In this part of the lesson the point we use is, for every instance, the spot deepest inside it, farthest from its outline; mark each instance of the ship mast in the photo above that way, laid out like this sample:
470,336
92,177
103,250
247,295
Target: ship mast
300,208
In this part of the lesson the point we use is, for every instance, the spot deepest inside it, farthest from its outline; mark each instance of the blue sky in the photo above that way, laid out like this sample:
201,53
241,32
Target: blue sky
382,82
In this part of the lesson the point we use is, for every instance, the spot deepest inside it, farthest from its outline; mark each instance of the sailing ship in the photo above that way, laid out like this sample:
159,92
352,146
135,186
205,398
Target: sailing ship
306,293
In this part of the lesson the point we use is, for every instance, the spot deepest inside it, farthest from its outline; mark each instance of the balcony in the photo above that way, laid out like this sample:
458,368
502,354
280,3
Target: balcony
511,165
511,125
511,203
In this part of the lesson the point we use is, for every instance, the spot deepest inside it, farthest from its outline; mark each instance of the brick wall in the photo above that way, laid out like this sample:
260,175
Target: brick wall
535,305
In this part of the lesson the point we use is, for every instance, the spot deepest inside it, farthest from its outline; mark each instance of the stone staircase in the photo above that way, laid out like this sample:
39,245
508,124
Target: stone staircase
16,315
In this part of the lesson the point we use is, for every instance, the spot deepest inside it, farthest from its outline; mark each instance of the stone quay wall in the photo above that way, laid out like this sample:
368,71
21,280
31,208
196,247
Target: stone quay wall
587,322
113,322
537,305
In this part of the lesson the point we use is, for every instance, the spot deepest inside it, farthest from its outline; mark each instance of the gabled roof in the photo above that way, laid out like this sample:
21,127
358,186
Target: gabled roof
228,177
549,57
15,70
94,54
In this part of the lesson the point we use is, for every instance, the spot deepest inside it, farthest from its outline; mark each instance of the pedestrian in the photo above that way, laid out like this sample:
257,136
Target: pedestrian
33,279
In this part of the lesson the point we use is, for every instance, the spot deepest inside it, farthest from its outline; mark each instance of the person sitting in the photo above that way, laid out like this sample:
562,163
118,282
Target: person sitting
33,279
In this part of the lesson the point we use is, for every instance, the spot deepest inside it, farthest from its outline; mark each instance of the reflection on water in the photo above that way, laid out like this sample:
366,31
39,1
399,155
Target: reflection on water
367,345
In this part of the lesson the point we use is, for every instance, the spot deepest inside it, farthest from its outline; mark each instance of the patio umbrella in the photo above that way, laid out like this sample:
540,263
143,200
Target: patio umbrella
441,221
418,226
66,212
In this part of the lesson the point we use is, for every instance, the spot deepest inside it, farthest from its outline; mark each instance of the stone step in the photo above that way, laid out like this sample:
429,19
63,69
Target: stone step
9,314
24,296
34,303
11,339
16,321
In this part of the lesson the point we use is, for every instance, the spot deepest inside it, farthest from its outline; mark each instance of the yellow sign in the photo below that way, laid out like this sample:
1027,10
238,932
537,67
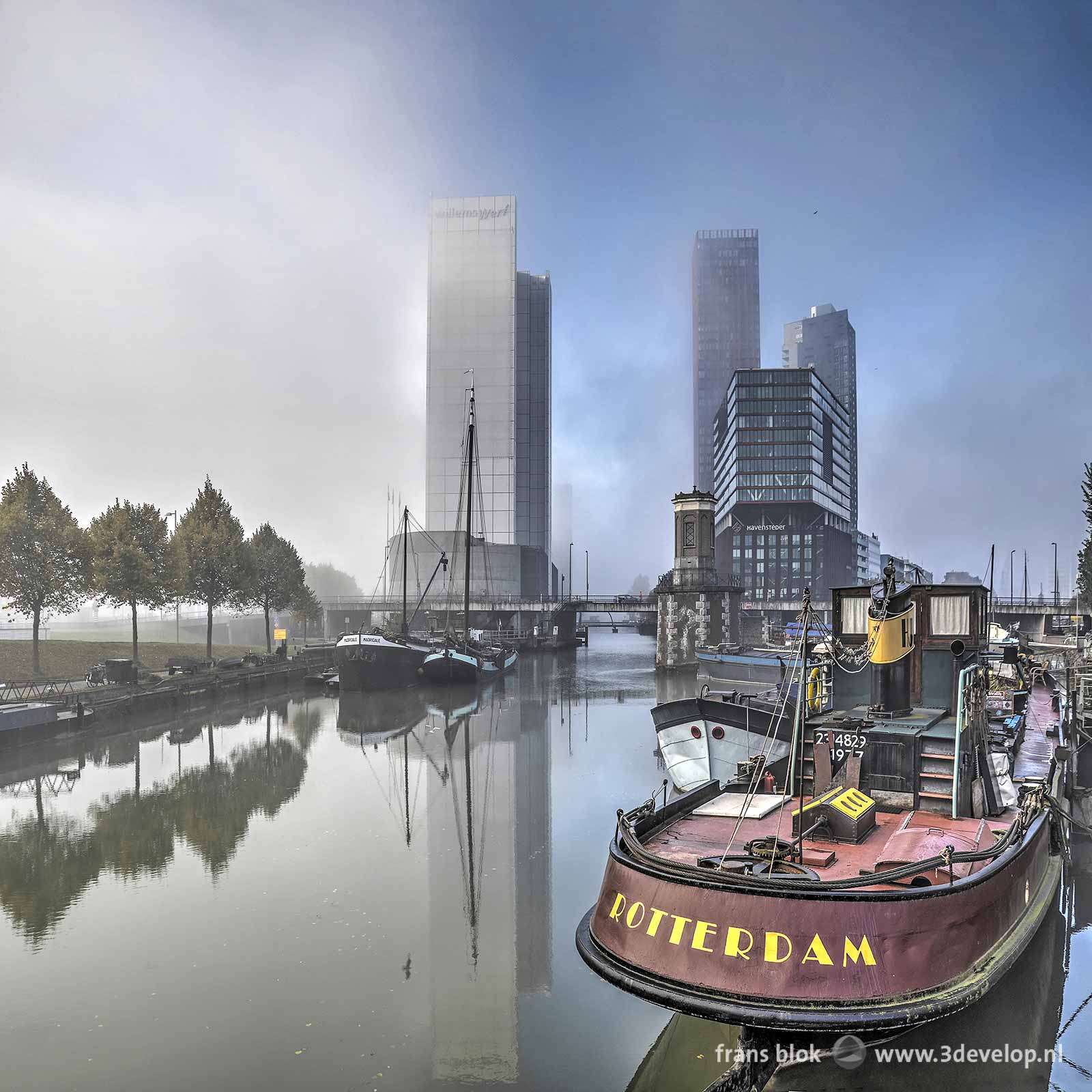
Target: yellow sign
893,638
850,802
826,799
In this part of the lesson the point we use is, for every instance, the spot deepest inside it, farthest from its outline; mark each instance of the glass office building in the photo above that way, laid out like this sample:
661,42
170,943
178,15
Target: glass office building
724,302
828,344
486,317
784,456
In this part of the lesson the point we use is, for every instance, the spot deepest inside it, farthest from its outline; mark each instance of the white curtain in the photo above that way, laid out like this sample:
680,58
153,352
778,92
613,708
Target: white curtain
854,614
951,615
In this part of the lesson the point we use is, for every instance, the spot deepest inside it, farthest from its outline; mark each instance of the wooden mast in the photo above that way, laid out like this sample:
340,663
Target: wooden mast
470,511
405,551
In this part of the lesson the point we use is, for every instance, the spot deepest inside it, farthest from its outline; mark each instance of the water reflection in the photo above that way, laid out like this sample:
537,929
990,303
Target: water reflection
49,859
313,891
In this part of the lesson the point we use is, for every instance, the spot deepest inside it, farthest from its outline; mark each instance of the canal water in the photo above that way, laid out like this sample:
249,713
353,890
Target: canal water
382,893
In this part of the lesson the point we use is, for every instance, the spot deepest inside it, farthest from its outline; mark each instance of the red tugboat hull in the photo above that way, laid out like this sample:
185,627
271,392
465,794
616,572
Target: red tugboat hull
818,960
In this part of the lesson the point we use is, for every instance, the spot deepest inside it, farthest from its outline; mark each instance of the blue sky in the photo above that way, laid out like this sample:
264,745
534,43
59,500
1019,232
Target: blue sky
213,243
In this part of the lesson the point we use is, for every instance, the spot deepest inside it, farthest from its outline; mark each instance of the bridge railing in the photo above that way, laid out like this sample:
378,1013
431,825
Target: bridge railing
517,602
1041,605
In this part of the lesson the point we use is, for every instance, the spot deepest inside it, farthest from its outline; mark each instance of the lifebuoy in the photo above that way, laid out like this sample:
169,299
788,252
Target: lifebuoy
815,691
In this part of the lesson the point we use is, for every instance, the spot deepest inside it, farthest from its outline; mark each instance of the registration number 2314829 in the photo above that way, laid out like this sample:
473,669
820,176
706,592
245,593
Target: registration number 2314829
842,744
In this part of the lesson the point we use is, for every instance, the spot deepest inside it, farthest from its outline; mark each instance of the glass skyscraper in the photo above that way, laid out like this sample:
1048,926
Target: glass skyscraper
826,342
784,489
485,316
724,300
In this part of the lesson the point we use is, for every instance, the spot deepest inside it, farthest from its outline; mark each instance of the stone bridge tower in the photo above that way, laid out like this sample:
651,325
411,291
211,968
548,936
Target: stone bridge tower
693,605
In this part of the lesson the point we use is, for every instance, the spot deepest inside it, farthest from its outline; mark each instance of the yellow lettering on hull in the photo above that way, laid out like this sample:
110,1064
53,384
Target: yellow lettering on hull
738,942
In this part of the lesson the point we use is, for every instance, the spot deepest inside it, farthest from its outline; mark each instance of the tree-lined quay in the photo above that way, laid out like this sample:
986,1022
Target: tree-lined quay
127,557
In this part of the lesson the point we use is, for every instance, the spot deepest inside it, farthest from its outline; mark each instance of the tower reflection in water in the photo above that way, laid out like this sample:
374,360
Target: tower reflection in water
473,767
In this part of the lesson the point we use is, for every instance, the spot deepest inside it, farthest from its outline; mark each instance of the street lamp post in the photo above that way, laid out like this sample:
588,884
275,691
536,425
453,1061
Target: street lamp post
1055,545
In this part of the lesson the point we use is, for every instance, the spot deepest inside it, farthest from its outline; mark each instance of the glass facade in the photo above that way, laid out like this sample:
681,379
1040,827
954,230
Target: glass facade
724,300
828,344
868,560
782,446
485,316
533,303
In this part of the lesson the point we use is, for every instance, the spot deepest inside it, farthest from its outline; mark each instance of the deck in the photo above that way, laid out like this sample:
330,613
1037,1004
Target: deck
693,837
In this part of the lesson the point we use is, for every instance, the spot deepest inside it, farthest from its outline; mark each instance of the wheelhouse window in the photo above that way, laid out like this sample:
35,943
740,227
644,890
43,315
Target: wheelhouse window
854,614
950,615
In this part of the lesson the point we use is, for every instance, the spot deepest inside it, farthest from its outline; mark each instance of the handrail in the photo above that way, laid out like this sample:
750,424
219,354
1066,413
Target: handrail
960,717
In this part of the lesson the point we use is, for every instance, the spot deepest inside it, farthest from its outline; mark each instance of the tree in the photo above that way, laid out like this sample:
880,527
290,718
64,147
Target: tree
130,558
306,607
44,553
1084,557
276,573
328,581
209,556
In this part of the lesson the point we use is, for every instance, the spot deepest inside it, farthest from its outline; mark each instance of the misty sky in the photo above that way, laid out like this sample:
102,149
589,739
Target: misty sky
213,249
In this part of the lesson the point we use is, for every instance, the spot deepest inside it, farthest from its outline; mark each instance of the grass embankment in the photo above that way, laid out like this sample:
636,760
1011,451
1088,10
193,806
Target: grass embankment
70,660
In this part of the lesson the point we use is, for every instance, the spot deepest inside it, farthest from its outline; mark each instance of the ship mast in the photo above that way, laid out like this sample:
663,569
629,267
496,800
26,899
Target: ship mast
405,551
470,511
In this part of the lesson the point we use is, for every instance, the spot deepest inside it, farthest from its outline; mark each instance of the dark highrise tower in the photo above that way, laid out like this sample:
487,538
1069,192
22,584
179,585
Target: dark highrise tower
724,293
826,342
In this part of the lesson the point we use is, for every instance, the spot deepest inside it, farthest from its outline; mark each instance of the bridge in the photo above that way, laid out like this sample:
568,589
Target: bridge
496,604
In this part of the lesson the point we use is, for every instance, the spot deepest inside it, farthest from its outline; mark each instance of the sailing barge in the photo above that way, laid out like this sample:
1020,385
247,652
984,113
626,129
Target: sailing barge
465,662
920,876
388,661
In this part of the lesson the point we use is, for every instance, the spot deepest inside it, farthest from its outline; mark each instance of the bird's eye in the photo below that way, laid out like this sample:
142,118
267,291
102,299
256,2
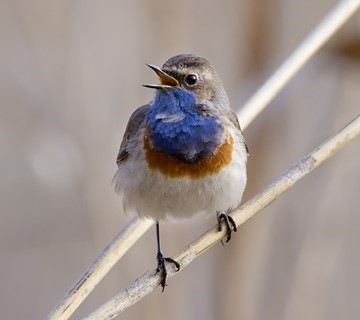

-.-.-

* **What the task asks**: Which lines in the records above contain the word "umbrella", counting case as significant? Return each of those lines in full.

* **Solution to the problem**:
In this part of the lesson the point we use is, for every instance, the spot deepest inside it, farthest from its outline; mark each instance of the patio umbrella in the photo above that way, laid out like this sample:
Target: patio umbrella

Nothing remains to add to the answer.